___ Given information ___
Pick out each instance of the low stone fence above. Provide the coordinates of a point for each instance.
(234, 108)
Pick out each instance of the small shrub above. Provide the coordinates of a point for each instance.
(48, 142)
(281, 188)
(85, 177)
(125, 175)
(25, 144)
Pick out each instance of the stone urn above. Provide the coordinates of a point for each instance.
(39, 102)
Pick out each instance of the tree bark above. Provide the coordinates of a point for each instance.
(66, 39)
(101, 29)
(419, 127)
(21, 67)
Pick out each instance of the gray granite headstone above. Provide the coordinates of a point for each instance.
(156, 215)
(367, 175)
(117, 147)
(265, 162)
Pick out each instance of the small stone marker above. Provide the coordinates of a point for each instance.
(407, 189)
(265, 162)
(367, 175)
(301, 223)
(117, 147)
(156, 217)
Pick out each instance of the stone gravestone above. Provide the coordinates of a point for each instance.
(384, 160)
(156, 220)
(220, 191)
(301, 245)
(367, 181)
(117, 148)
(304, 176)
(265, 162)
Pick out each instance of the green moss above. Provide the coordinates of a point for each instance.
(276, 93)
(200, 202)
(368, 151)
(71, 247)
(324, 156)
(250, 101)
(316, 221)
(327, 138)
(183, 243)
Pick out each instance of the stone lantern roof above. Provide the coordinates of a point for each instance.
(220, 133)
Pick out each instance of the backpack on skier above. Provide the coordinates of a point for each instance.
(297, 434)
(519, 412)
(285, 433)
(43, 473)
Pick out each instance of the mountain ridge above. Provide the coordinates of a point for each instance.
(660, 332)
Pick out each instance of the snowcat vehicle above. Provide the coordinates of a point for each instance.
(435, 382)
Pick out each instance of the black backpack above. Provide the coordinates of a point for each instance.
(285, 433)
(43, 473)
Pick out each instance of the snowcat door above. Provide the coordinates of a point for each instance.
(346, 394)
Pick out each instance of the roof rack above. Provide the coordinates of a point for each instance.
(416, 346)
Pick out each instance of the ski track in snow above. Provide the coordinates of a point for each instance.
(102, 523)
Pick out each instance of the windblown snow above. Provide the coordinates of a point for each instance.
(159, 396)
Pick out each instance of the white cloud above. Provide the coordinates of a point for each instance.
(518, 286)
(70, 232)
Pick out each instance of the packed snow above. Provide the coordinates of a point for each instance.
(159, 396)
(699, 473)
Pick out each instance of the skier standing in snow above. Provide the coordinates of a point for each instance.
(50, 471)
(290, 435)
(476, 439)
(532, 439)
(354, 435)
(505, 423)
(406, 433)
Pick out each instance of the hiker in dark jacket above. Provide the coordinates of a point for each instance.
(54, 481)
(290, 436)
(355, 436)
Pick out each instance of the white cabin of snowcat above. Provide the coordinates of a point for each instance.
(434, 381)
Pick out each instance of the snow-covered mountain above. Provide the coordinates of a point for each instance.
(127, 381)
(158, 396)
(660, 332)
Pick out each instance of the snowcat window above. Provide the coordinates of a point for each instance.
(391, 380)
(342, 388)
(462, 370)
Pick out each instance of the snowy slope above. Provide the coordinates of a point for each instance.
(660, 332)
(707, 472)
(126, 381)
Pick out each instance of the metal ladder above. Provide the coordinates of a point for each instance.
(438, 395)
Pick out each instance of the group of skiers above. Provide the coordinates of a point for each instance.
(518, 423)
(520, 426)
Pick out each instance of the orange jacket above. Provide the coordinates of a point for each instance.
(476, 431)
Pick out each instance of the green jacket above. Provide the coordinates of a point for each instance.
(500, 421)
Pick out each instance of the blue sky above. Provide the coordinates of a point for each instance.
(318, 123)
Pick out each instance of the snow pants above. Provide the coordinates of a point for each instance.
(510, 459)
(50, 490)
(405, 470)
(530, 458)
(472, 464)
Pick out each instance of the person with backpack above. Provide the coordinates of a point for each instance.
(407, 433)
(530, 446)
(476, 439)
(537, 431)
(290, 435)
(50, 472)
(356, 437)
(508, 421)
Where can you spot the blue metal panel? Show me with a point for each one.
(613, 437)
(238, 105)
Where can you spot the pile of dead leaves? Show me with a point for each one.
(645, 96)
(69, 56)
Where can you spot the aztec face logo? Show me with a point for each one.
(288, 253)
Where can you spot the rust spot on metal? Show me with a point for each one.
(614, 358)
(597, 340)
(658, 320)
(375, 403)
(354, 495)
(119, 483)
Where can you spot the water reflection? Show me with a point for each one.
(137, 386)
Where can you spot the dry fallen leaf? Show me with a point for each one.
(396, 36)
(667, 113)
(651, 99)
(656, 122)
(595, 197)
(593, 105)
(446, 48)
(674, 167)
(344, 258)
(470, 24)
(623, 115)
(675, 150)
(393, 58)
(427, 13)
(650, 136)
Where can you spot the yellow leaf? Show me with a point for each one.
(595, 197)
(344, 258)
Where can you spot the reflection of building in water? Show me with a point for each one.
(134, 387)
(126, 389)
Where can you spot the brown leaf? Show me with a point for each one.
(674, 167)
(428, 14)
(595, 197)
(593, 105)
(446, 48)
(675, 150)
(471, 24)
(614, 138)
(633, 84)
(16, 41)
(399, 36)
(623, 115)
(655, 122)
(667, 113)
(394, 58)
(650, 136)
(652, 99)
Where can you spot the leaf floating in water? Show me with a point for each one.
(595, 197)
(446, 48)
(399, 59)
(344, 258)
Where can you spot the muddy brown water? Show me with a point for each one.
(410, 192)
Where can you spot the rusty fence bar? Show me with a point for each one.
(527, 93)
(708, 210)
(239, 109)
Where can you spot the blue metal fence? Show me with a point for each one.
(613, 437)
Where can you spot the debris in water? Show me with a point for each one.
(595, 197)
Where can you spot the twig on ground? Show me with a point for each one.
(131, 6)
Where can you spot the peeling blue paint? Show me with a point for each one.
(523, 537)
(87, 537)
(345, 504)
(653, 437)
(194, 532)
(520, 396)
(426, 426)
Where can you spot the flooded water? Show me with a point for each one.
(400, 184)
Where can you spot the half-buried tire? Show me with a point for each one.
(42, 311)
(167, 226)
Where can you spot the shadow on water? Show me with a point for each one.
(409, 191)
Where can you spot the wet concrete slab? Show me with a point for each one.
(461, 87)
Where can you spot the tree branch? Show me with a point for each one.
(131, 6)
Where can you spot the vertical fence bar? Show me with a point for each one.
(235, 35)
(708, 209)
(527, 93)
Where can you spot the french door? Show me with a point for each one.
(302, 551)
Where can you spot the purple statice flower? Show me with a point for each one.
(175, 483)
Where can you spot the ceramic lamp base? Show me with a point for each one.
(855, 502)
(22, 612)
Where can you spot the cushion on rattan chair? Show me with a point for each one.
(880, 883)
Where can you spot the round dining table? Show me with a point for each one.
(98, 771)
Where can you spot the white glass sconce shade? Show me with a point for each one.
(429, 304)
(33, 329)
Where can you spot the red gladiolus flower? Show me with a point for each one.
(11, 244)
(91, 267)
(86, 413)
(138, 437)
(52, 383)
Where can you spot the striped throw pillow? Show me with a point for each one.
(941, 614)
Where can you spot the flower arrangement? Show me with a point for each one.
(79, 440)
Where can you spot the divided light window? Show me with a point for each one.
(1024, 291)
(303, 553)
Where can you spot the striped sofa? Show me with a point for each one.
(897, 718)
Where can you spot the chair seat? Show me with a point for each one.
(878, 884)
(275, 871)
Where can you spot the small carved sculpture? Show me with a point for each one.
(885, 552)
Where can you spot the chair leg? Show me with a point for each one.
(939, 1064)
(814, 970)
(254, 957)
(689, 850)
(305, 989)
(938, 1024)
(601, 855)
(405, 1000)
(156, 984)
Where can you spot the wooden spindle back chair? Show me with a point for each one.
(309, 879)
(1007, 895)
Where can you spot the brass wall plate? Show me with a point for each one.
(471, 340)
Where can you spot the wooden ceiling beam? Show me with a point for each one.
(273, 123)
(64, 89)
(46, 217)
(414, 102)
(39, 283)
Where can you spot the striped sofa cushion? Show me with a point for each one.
___
__Task to complete__. With the line that contains "Where can you spot the chair seat?" as the starting point, output each line exactly through the end of the listing above.

__Expected output__.
Where can you spot the chair seat? Show me with a point for each one.
(878, 884)
(275, 871)
Where can you spot the small carved sculpture? Show me with a point for each one.
(885, 552)
Where can you spot the chair leg? Show me with a point for each one.
(939, 1064)
(814, 970)
(254, 957)
(689, 850)
(305, 989)
(938, 1024)
(601, 855)
(405, 1000)
(156, 984)
Where can you spot the wooden spindle back chair? Show me with a point for each one.
(309, 879)
(1007, 895)
Where can you spot the brass wall plate? Show me with a point for each one.
(471, 340)
Where can you spot the wooden ceiling beam? Show me with a point for each one.
(273, 123)
(64, 89)
(46, 217)
(414, 102)
(39, 283)
Where can you spot the striped sofa cushion? Show me with a point for each one.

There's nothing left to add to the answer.